Extracted data entries:
☆ ☆ ☆ ☆ ☆
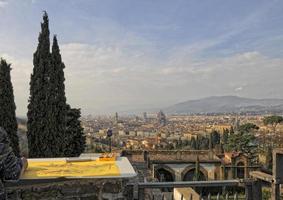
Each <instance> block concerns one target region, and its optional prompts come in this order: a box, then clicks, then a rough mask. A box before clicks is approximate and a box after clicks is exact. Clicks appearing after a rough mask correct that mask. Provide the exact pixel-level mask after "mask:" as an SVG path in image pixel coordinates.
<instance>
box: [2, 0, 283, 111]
mask: <svg viewBox="0 0 283 200" xmlns="http://www.w3.org/2000/svg"><path fill="white" fill-rule="evenodd" d="M43 10H46V11H47V12H48V14H49V19H50V32H51V36H52V35H53V34H57V36H58V40H59V44H60V47H61V52H62V57H63V61H64V62H65V64H66V70H65V76H66V92H67V99H68V102H69V103H70V104H71V105H73V106H75V107H81V108H82V111H83V114H88V113H92V114H103V113H114V112H115V111H123V110H132V109H137V110H146V109H147V108H156V107H163V106H167V105H170V104H174V103H178V102H181V101H185V100H188V99H196V98H201V97H206V96H211V95H239V96H245V97H253V98H268V97H271V98H283V92H282V91H283V84H282V83H283V79H282V74H283V65H282V64H283V58H282V55H283V51H282V47H283V14H282V13H283V1H280V0H237V1H227V0H203V1H200V0H73V1H72V0H68V1H67V0H60V1H59V0H48V1H44V0H0V27H1V29H0V55H1V56H2V57H4V58H6V59H7V60H8V61H9V62H11V63H12V66H13V71H12V78H13V84H14V90H15V98H16V103H17V113H18V114H19V115H25V113H26V105H27V99H28V94H29V91H28V89H29V85H28V84H29V77H30V73H31V71H32V67H33V66H32V54H33V52H34V51H35V49H36V45H37V37H38V33H39V31H40V22H41V20H42V11H43Z"/></svg>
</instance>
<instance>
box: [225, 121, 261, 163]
mask: <svg viewBox="0 0 283 200" xmlns="http://www.w3.org/2000/svg"><path fill="white" fill-rule="evenodd" d="M257 128H258V127H257V126H256V125H254V124H250V123H248V124H243V125H241V126H240V127H239V131H237V132H235V133H234V134H230V135H229V137H228V141H227V144H224V147H225V150H226V151H236V152H242V153H245V154H246V155H247V156H249V157H250V158H252V157H253V156H254V152H255V150H256V140H255V139H256V138H255V135H254V133H253V132H252V130H254V129H257Z"/></svg>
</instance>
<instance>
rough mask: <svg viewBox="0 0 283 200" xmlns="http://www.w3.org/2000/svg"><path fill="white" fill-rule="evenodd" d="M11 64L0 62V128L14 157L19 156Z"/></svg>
mask: <svg viewBox="0 0 283 200" xmlns="http://www.w3.org/2000/svg"><path fill="white" fill-rule="evenodd" d="M10 71H11V64H8V63H7V62H6V61H5V60H4V59H2V58H1V60H0V127H2V128H4V130H5V131H6V132H7V134H8V138H9V140H10V145H11V147H12V149H13V152H14V154H15V155H16V156H19V155H20V149H19V138H18V135H17V129H18V124H17V119H16V113H15V112H16V105H15V101H14V92H13V85H12V82H11V75H10Z"/></svg>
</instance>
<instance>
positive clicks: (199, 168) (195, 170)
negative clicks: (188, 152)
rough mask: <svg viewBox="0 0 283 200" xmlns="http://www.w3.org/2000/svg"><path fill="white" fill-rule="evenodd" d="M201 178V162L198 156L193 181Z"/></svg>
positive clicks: (196, 160)
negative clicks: (199, 160)
mask: <svg viewBox="0 0 283 200" xmlns="http://www.w3.org/2000/svg"><path fill="white" fill-rule="evenodd" d="M199 180H200V164H199V157H198V156H197V160H196V163H195V174H194V177H193V181H199Z"/></svg>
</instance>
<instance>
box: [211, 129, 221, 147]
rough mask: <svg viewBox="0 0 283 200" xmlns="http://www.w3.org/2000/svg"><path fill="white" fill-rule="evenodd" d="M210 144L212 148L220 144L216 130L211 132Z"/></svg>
mask: <svg viewBox="0 0 283 200" xmlns="http://www.w3.org/2000/svg"><path fill="white" fill-rule="evenodd" d="M211 142H212V147H215V146H216V145H218V144H220V134H219V133H218V132H217V131H216V130H213V131H212V132H211Z"/></svg>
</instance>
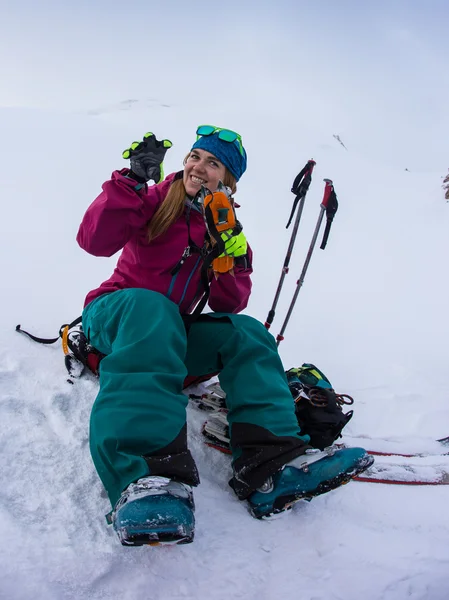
☆ ☆ ☆ ☆ ☆
**Task requirements**: Filter the rows above, copying each line that contains the string "positive". Case matters.

**Exercise solution**:
positive clicks: (199, 168) (195, 170)
positive clicks: (196, 160)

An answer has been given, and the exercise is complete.